> _Data entries_

+===+

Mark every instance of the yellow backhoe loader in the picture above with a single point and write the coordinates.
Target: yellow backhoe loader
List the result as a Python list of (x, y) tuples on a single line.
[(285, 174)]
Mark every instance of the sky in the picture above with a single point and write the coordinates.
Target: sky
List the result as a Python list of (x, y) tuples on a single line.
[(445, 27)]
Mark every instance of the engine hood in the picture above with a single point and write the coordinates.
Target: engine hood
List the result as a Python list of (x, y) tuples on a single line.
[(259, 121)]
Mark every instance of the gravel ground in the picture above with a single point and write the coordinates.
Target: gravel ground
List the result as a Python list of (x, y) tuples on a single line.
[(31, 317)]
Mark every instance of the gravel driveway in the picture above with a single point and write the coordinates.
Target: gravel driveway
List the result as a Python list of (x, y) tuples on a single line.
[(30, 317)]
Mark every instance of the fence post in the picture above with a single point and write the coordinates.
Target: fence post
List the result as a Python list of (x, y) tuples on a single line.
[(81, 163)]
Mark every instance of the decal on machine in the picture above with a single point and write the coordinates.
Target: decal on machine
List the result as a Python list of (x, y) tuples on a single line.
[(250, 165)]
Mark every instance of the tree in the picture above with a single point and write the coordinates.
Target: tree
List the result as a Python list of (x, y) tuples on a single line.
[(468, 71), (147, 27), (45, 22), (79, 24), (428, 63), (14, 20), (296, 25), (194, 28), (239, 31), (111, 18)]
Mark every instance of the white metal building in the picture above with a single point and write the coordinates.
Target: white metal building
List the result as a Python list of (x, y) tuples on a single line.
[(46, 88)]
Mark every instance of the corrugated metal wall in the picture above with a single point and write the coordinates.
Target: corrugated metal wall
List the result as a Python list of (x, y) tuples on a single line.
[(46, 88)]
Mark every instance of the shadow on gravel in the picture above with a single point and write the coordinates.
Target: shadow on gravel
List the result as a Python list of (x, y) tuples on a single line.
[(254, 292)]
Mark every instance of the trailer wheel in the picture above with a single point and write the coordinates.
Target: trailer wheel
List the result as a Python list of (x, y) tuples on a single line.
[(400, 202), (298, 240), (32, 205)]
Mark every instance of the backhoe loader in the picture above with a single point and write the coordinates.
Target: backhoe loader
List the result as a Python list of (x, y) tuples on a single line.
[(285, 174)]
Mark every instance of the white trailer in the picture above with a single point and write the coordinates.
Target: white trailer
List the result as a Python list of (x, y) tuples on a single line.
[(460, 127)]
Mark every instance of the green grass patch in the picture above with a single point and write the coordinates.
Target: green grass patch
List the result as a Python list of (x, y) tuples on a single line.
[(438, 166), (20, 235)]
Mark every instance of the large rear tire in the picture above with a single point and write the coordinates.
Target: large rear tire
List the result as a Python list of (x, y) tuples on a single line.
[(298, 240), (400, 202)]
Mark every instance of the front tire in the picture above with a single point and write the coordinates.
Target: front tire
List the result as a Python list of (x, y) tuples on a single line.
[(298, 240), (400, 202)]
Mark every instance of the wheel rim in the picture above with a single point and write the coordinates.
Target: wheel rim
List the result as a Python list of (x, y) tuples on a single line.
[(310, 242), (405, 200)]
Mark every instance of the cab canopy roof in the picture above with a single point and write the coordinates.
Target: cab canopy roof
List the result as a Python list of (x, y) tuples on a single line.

+===+

> _Set problem_
Copy all of the entries above word for word, with nothing added or changed.

> _Task result_
Mark every instance of the yellow backhoe loader in the picture above with a single point and write the coordinates.
Target: yellow backhoe loader
List the result as a Python list of (x, y) tuples on a single line.
[(285, 174)]
Mark every instance of the sky in the picture above with a single point and write the coordinates.
Target: sky
List the result as a Python list of (x, y) tuples on a single line.
[(445, 27)]
Mark every instance of the engine hood in the picture above with a single point and write the coordinates.
Target: engine hood
List the result as a Python list of (x, y) tuples on a single line.
[(259, 121)]
Mark every instance of the gravel ground in the picture above with a single point and write the coordinates.
Target: gravel ground
List the result as a Python list of (x, y) tuples on a single line.
[(31, 317)]
Mark every instance of the gravel driveway in the picture above with a single point and write the coordinates.
Target: gravel driveway
List the result as a Python list of (x, y) tuples on a single line.
[(30, 317)]
Mark every instance of the fence post in the picture above with a single point and write the coordinates.
Target: fence post
List the result as a Python list of (x, y) tuples on a single line.
[(81, 163)]
Mark every instance of the decal on machine in the picture above with a single point and write the coordinates.
Target: decal on machine
List the result as a Python list of (x, y) tuples on a single line.
[(250, 165)]
Mark every instance of the tree in the picture above with a single point and write the coordinates.
Target: tree
List the result as a Python list of (x, y) tuples on a single line.
[(468, 71), (147, 27), (45, 22), (79, 24), (428, 63), (14, 20), (296, 25), (194, 28), (239, 31), (111, 18)]
Mark every instance of the white metal building in the picture above with a single point and write the coordinates.
Target: white metal building
List the result as a Python list of (x, y) tuples on a single line.
[(46, 88)]
Mark every instance of the corrugated metal wall in the picture above with a single point and write the coordinates.
Target: corrugated metal wall
List the result as a Python list of (x, y) tuples on a single line.
[(46, 88)]
Mark every instance of the shadow on gravel in the picture above with a single point and write the coordinates.
Target: shadow on gravel
List the result as a Python list of (x, y) tuples on a single line.
[(254, 292)]
Mark every instance of the trailer wheel in the picture above with a single point and write the coordinates.
Target: trailer wheel
List the result as a Python list of (x, y) tuples on a single line.
[(400, 202), (298, 240), (32, 205)]
Mark every instance of the backhoe loader in the picture above with a single point and write the coordinates.
Target: backhoe loader
List the result as a Python list of (x, y) tuples on a single line.
[(285, 174)]
Mark every instance of the white trailer in the picture above with a single point and write the coordinates.
Target: white trailer
List the result as a Python list of (x, y) tuples on a single line.
[(460, 127)]
Mark every instance of the green grass patch in the picture above with a single point and write the coordinates.
Target: green grass patch
List the result as a Python list of (x, y) tuples on a single line.
[(438, 166), (20, 235)]
Mark every instance of the large rear tire in the picture above with a single point and write the coordinates.
Target: large rear tire
List the result as a Python list of (x, y) tuples on a single line.
[(298, 240), (400, 202)]
Mark every instance of the front tire in the picture above with a single point and write the coordinates.
Target: front tire
List the result as a Python list of (x, y) tuples on a single line.
[(298, 240), (400, 202)]
Mark every instance of the wheel rim in the picture above with a single point and write the coordinates.
Target: wheel rim
List the result as a Python list of (x, y) tuples on a single line.
[(310, 242), (405, 200)]
Mark every instance of the cab canopy roof in the picture above with a single point and write the coordinates.
Target: cab canopy roof
List the result as a Python list of (x, y) tuples on a single line.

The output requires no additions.